» **What you should do**: Write out every entry precisely as given, leaving the pictures out.

» **Input for this task**:
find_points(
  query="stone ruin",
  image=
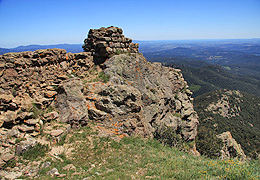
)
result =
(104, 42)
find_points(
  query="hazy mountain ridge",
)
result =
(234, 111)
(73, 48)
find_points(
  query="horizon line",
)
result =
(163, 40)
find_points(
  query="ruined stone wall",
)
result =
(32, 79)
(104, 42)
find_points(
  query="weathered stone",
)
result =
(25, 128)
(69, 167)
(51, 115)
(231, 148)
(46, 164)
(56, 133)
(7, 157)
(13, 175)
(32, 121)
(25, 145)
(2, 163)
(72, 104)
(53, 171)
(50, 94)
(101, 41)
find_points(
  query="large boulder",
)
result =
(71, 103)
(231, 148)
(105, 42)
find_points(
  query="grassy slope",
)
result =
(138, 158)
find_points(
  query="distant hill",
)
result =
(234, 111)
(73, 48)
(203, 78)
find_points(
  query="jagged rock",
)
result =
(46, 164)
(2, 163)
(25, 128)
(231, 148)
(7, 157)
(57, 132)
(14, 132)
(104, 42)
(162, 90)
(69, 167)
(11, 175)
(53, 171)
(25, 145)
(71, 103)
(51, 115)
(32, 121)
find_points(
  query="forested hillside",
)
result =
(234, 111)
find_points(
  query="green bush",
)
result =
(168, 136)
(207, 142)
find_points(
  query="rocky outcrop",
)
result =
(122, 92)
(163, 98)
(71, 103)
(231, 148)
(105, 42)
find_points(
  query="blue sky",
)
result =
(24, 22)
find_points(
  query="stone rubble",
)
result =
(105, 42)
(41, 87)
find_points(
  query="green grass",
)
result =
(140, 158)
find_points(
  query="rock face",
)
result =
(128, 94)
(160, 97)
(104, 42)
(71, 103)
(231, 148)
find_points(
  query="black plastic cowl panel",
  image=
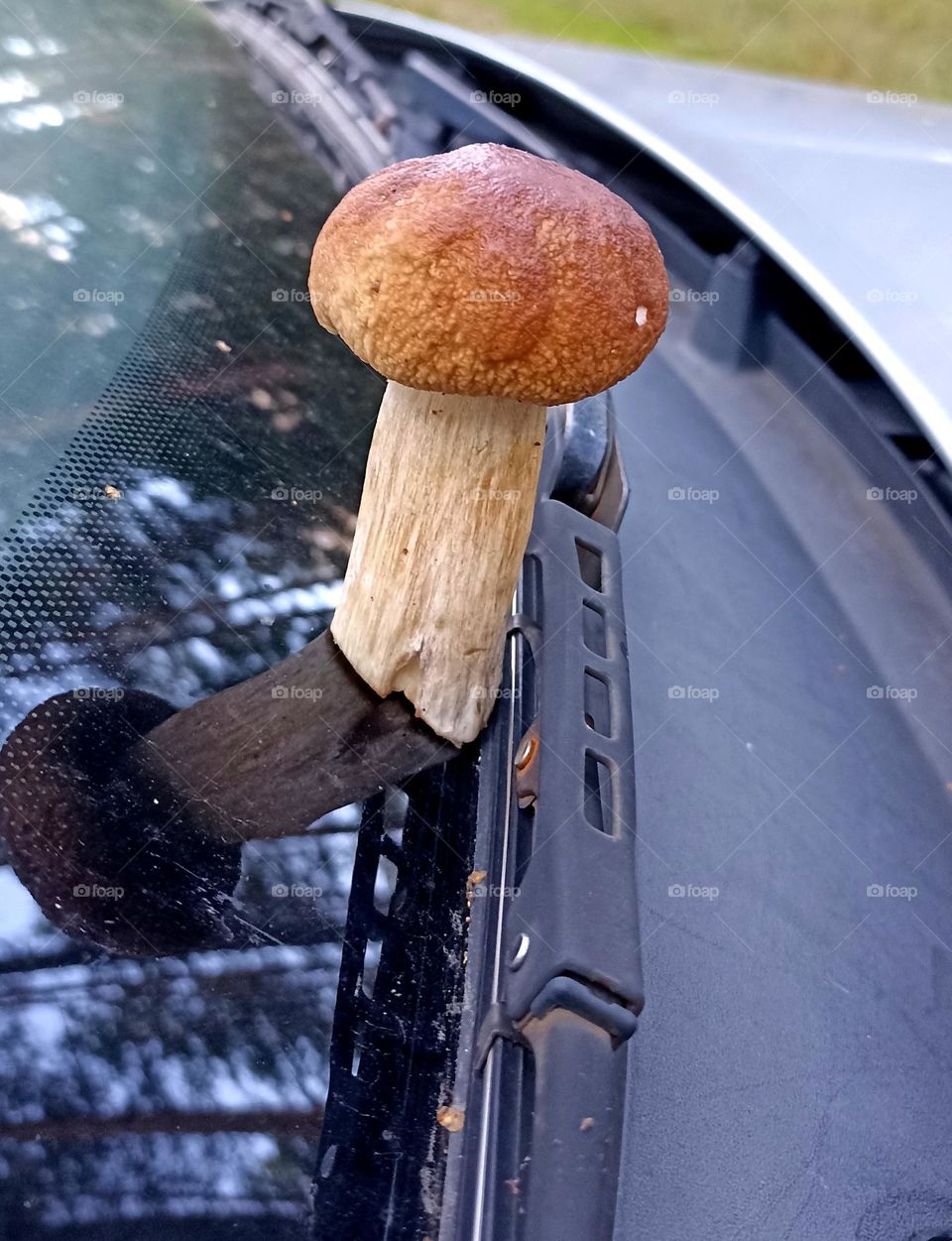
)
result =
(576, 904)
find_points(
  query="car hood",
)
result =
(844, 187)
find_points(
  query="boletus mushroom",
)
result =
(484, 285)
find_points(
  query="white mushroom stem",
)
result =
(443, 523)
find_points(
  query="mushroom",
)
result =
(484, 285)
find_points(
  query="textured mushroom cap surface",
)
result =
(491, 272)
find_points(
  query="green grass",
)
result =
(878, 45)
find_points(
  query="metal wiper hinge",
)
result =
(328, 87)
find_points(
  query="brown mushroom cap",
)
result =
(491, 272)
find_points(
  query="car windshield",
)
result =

» **Response to this task**:
find_points(
  query="stone ruin",
  image=
)
result =
(104, 42)
find_points(
  query="hazy mountain ridge",
)
result =
(234, 111)
(73, 48)
find_points(
  query="horizon line",
)
result =
(163, 40)
find_points(
  query="ruined stone wall",
)
result =
(32, 79)
(104, 42)
find_points(
  query="weathered stone",
)
result =
(25, 128)
(69, 167)
(51, 115)
(231, 148)
(46, 164)
(56, 133)
(7, 157)
(13, 175)
(32, 121)
(25, 145)
(2, 163)
(72, 104)
(53, 171)
(50, 94)
(101, 41)
find_points(
  query="large boulder",
)
result =
(71, 103)
(231, 148)
(105, 42)
find_points(
  query="grassy slope",
)
result =
(138, 158)
find_points(
  query="distant hill",
)
result =
(234, 111)
(73, 48)
(203, 78)
find_points(
  query="jagged rock",
)
result =
(46, 164)
(2, 163)
(25, 128)
(231, 148)
(7, 157)
(57, 132)
(14, 132)
(104, 42)
(162, 90)
(69, 167)
(11, 175)
(53, 171)
(25, 145)
(71, 103)
(51, 115)
(32, 121)
find_points(
  query="forested hillside",
)
result =
(234, 111)
find_points(
  query="green bush",
)
result =
(168, 136)
(207, 142)
find_points(
  query="rocky outcrop",
)
result =
(122, 92)
(163, 98)
(71, 103)
(231, 148)
(105, 42)
find_points(
  query="blue sky",
)
result =
(24, 22)
find_points(
  query="stone rubble",
)
result =
(105, 42)
(41, 87)
find_points(
  query="green grass",
)
result =
(140, 158)
find_points(
  query="rock face",
)
result =
(128, 94)
(160, 97)
(104, 42)
(71, 103)
(231, 148)
find_points(
  query="black plastic cowl panel",
  image=
)
result =
(576, 904)
find_points(
  query="car hood",
)
result =
(844, 187)
find_points(
  query="boletus mushroom",
)
result =
(484, 285)
find_points(
  query="white mushroom stem",
)
result =
(443, 523)
find_points(
  query="mushroom",
)
result =
(484, 285)
find_points(
  query="textured mushroom cap surface",
)
result =
(491, 272)
find_points(
  query="green grass",
)
result =
(878, 45)
find_points(
  query="metal wiper hinge",
)
result =
(328, 87)
find_points(
  query="brown mushroom cap",
)
result =
(491, 272)
find_points(
  query="car windshield",
)
result =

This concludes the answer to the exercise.